• **Exercise**
Please change "white plastic chair" to "patio chair" in everything from the line containing "Target: blue sky" down to the line containing "x=953, y=667", and write out only those lines again with nothing else altered.

[Pointing dataset excerpts]
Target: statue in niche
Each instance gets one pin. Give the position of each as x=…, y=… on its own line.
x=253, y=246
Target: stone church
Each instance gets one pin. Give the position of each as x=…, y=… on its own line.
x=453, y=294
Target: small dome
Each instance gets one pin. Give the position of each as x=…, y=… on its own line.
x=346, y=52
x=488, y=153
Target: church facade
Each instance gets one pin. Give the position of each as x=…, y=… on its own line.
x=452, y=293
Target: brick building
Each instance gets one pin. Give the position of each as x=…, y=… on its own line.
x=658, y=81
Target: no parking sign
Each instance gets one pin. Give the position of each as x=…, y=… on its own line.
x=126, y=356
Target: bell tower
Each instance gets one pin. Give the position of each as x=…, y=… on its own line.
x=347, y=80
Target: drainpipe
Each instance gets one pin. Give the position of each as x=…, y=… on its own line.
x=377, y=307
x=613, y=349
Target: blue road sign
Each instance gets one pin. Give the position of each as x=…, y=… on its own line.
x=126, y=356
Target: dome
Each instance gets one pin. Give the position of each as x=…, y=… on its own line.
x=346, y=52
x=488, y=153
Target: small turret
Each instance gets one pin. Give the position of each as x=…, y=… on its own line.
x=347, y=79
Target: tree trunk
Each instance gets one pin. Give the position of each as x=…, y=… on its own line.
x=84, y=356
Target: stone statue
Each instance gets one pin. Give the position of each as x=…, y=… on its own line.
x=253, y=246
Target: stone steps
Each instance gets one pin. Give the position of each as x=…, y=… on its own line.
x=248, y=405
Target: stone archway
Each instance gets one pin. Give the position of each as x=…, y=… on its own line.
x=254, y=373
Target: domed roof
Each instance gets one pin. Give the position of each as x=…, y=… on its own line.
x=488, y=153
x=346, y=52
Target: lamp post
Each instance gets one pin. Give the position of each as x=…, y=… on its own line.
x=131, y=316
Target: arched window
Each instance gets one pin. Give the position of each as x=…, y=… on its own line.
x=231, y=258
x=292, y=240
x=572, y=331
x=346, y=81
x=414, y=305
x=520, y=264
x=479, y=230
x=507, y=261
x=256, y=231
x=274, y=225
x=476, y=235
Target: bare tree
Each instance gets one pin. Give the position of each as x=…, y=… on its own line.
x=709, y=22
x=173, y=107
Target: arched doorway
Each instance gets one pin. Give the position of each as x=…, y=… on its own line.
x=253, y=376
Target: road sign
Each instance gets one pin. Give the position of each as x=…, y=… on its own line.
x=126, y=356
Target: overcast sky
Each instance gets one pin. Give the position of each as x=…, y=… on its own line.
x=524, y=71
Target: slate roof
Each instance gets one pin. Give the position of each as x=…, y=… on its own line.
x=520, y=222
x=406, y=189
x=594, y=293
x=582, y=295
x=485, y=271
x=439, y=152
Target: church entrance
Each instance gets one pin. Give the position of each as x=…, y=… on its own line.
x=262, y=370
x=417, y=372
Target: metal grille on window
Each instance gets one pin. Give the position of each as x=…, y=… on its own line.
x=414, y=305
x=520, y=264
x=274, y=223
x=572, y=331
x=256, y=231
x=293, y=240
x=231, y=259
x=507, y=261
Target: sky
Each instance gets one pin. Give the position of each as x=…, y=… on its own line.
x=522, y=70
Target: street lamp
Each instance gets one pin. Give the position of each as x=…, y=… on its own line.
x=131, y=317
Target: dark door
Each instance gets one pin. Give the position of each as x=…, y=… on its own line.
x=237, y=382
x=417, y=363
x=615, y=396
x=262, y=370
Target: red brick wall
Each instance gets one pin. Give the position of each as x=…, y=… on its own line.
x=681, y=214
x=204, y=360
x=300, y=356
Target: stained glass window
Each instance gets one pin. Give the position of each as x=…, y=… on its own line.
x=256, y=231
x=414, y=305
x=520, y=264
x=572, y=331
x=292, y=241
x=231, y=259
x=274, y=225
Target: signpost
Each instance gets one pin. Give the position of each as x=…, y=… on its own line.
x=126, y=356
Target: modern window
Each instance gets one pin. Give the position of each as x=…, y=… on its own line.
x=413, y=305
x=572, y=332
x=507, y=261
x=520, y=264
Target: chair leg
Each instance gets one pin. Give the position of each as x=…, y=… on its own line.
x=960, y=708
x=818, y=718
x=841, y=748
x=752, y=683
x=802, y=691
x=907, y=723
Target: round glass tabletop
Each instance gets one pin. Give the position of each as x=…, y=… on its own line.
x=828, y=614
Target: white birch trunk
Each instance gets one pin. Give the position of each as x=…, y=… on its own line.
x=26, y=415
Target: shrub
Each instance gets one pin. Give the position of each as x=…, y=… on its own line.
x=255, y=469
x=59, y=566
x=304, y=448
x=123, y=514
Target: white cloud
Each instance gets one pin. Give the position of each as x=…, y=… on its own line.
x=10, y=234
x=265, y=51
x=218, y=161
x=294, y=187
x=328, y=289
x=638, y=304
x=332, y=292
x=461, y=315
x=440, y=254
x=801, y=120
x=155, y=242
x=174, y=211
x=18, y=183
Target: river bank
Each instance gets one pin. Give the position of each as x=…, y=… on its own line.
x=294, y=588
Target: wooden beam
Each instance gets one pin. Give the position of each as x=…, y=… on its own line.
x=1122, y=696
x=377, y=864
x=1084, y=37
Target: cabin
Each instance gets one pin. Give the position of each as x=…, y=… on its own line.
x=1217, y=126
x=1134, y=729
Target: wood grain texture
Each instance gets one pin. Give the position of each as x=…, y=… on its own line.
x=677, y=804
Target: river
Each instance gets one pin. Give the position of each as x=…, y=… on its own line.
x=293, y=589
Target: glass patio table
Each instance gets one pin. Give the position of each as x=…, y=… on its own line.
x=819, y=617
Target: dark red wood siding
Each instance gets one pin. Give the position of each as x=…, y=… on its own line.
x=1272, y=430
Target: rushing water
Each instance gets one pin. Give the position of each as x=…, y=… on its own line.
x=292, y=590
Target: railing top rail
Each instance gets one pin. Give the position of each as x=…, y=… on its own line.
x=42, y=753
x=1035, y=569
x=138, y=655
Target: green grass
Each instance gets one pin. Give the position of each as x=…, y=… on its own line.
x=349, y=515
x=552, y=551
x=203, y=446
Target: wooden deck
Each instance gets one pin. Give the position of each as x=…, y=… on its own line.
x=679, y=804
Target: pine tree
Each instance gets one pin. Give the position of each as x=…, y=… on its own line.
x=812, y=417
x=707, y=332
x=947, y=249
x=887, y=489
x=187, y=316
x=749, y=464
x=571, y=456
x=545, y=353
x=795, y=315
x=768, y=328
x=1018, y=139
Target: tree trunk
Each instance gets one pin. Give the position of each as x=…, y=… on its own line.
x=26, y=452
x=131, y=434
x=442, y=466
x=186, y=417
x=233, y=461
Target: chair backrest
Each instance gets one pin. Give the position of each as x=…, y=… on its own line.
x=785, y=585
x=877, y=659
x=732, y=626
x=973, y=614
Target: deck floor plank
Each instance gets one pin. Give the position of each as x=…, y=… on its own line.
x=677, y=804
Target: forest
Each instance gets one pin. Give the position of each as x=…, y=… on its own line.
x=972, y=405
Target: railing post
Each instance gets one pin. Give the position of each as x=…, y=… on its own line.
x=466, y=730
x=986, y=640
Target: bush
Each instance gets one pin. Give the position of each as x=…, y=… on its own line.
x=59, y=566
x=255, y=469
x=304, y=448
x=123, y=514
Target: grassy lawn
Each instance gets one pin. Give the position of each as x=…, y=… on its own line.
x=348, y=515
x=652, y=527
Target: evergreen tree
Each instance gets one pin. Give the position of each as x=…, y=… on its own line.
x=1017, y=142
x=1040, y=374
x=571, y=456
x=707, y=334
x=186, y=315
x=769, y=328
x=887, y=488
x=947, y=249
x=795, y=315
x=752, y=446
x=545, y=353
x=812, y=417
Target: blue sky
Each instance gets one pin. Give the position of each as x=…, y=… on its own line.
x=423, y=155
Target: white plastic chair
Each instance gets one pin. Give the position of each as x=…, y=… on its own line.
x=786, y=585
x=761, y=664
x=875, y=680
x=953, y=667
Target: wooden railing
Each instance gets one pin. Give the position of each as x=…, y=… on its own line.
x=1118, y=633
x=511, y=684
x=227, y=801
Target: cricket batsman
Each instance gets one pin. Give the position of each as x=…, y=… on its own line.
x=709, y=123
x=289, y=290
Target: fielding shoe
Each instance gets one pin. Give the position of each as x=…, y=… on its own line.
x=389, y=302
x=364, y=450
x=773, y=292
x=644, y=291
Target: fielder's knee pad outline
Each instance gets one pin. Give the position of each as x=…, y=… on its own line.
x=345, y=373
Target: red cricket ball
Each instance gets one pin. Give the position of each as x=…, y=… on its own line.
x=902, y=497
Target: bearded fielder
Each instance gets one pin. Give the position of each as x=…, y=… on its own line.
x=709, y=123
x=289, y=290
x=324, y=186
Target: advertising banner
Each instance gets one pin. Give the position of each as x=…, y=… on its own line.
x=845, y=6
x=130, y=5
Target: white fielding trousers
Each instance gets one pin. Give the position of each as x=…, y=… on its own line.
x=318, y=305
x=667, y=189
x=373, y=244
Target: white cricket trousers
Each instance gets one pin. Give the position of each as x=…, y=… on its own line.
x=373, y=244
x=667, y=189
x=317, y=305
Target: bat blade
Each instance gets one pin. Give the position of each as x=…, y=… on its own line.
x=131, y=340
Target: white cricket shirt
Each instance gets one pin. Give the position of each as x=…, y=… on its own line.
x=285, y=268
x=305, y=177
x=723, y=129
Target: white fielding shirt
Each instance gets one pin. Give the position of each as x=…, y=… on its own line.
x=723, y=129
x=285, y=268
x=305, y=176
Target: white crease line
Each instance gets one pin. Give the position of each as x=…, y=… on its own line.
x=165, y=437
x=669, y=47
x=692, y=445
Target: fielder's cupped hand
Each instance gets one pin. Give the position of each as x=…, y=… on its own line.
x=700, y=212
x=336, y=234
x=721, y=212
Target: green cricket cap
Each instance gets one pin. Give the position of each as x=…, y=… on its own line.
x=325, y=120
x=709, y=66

• **Result of this task**
Target: blue sky
Each instance gets one pin. Give the position of each as x=…, y=… on its own line.
x=423, y=155
Target: patio chair
Each instance gets one pin. Give the position of each as x=…, y=… on its own line.
x=786, y=585
x=761, y=664
x=875, y=680
x=953, y=667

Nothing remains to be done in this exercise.